**What to work on**
Rewrite the records below as a two-column CSV with the header "query" and "points". Give each record one row, with its text under "query" and its answer under "points". Put each field in double quotes, replace line breaks with spaces, and leave the pictures out.
>> Begin
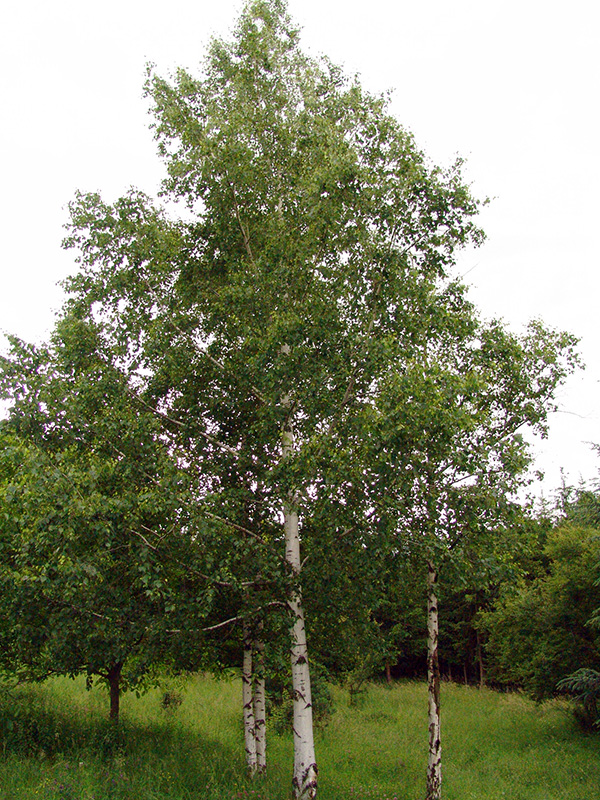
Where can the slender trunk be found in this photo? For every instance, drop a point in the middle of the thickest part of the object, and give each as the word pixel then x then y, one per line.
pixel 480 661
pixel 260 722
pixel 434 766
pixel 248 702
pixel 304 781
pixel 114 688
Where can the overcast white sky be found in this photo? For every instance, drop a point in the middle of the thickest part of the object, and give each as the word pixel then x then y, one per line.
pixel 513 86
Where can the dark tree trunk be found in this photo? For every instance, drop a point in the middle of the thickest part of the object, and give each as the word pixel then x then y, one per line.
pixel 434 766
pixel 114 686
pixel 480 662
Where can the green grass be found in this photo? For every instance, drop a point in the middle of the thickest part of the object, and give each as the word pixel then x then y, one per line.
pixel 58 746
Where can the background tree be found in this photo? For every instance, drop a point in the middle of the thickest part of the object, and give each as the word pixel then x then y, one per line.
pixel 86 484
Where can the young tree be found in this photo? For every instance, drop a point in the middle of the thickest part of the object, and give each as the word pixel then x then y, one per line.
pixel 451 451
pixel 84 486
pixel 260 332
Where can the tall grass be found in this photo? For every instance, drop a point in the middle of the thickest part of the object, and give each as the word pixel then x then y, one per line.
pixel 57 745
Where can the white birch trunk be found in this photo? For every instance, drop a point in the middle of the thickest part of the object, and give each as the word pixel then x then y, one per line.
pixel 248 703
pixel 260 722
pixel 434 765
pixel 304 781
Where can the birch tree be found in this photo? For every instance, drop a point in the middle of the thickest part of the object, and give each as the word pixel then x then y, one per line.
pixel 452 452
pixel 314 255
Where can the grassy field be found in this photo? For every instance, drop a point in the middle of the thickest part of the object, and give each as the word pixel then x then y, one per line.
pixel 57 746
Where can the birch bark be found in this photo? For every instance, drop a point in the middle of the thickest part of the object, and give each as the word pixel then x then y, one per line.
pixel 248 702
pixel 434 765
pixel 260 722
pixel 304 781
>> End
**Task result**
query,points
"Where can the slender trunk be found in this photo? For every instance, drop a point in the middle of the thickest part of the object, and give each as the word pixel then x then y, one per line.","pixel 480 661 pixel 260 722 pixel 434 766 pixel 248 702 pixel 304 781 pixel 114 688"
"Where can the overcast white sky be found in this photo? For every instance, drop a point in the middle of the thickest part of the object, and give each as the word pixel then x then y, one per line.","pixel 513 86"
"Where can the dark tree trunk be found in this photo? For every instance, drop a point in the middle of the thickest part of the object, and give each as the word pixel then x then y, one per line.","pixel 434 766 pixel 114 686 pixel 480 662"
"Where can the green grass be found in this photo? For every instance, drop a point in the middle of the thickest part of the object, and give each as the word pixel then x then y, one per line.","pixel 58 746"
"Where can the background tree be found in this photo? For every instance, drop a point in the middle of the thickest part of the object, and give each as the word pixel then x then y, one per line.","pixel 86 484"
"Where can the young tree be found in this photo? For every instance, drop a point in the middle of the thickest part of the object, and give each as the word pixel then x then y, one per line.","pixel 451 451 pixel 84 486 pixel 260 332"
"Where can the tall grass be found in this photo? For every instance, drop a point in the middle of the thickest part of the object, and give each as the word pixel then x then y, one per line.","pixel 57 745"
"Where can the white birch trunk be found in this photo? For every instance, drop a point in the middle of the thickest part of the object, and give each as the word pixel then x then y, one per line.","pixel 248 703 pixel 260 722 pixel 434 765 pixel 304 781"
"Where can the birch tree be found in this photo? For every instance, drop a point in the middle of the thickest part of the object, and give each as the word pixel then x then y, one per line.","pixel 452 452 pixel 314 255"
"Where can the grassy field be found in this photo? For every instance, drop a point in the middle of the thickest part of the object, and give each as the word pixel then x then y, one per line.","pixel 57 746"
"Where can the birch bark be found in this photo? For every instance, drop a point in the middle of the thickest part of the object, and give each as the word pixel then x then y, one per line.","pixel 248 702 pixel 434 765 pixel 260 722 pixel 304 781"